* [SHORT TASK] Convert everything from the start of the records below down to the line containing "489 312 L 492", both ends included, into a two-column CSV with headers input and output, one row pairing each record's text with its answer. Put each value in one quoted field, with line breaks replaced by spaces.

* [EXTRACTED RECORDS]
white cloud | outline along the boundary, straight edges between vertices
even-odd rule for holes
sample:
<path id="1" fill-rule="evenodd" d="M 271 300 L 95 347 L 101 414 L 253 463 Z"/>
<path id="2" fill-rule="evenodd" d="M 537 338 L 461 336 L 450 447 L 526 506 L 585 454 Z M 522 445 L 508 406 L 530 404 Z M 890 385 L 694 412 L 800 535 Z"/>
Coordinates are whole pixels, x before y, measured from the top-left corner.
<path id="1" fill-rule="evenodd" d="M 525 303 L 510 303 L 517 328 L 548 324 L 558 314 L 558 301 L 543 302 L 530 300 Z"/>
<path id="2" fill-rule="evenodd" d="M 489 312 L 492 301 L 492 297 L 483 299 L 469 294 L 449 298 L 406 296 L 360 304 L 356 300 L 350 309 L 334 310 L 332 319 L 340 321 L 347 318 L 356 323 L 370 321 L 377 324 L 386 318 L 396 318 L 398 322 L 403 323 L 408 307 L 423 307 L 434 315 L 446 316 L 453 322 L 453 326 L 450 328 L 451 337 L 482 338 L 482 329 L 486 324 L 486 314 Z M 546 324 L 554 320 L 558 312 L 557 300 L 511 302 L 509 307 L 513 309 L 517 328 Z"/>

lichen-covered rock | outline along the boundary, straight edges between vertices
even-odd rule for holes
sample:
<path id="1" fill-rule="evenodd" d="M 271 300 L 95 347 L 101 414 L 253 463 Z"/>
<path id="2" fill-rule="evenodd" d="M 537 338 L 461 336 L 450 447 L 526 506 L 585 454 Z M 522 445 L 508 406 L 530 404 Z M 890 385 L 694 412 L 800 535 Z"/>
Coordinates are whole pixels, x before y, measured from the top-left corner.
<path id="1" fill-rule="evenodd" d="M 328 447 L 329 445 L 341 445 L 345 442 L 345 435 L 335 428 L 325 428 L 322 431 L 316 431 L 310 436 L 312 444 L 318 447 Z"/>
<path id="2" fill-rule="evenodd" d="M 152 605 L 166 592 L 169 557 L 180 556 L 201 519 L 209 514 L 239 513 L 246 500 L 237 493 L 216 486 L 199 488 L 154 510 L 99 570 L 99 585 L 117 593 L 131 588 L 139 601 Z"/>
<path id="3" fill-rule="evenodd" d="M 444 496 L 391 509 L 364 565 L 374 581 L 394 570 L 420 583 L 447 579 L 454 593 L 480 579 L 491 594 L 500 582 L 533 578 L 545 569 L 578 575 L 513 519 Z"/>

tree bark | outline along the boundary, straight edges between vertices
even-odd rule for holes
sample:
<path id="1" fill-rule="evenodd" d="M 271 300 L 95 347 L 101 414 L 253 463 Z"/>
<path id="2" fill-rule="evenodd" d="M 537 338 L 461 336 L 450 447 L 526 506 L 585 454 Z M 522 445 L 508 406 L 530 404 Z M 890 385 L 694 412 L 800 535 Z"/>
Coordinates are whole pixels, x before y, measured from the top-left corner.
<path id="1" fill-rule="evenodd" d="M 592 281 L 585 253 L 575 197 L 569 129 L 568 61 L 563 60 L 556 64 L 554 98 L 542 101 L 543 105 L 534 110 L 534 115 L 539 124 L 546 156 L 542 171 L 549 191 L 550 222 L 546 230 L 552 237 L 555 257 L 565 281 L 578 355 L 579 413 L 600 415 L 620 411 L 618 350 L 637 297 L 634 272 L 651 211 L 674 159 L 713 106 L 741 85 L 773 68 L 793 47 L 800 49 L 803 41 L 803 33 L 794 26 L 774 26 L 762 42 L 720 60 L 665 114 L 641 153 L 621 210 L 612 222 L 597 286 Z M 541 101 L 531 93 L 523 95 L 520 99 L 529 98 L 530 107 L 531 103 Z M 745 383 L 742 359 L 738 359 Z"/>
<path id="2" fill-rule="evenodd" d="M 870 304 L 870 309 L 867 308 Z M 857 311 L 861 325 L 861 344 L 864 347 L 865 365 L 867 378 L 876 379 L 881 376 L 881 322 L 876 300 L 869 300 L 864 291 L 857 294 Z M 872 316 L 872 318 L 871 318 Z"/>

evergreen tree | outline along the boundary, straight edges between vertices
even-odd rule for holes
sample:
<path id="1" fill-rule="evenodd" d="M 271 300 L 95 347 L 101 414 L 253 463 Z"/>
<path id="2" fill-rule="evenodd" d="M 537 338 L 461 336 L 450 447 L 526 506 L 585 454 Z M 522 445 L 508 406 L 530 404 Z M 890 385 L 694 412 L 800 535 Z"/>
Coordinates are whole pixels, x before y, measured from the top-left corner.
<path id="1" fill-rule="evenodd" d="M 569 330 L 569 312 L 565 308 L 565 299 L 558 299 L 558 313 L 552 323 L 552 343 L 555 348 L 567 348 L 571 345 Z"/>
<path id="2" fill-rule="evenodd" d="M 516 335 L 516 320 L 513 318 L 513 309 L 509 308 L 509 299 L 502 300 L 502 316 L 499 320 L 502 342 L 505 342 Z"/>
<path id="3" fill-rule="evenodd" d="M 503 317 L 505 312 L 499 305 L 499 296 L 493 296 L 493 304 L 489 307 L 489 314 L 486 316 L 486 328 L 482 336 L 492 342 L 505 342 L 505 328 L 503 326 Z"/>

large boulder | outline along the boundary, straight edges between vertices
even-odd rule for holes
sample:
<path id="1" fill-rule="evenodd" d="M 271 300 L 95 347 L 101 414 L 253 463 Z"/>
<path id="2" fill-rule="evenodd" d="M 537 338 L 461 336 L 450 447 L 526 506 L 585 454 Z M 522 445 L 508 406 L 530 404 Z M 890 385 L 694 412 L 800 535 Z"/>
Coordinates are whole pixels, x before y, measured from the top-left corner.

* [WRITTEN SOLUTION]
input,output
"white cloud | outline along the boundary, straight edges between vertices even-odd rule for holes sample: <path id=""1"" fill-rule=""evenodd"" d=""M 271 300 L 95 347 L 101 414 L 253 463 Z""/> <path id=""2"" fill-rule=""evenodd"" d=""M 537 338 L 461 336 L 450 447 L 526 506 L 585 454 Z M 522 445 L 508 406 L 530 404 Z M 890 385 L 694 412 L 800 535 Z""/> Coordinates are whole pixels, x before y, measured from the top-left corner.","<path id=""1"" fill-rule=""evenodd"" d=""M 525 303 L 510 303 L 517 328 L 548 324 L 558 314 L 558 301 L 543 302 L 530 300 Z""/> <path id=""2"" fill-rule=""evenodd"" d=""M 489 312 L 492 301 L 492 297 L 483 299 L 469 294 L 449 298 L 406 296 L 360 304 L 356 300 L 350 309 L 334 310 L 332 319 L 340 321 L 347 318 L 356 323 L 370 321 L 377 324 L 386 318 L 396 318 L 398 322 L 403 323 L 408 307 L 423 307 L 434 315 L 446 316 L 453 322 L 453 326 L 450 328 L 451 337 L 482 338 L 482 329 L 486 324 L 486 314 Z M 546 324 L 554 320 L 558 312 L 557 300 L 511 302 L 509 307 L 513 309 L 517 328 Z""/>"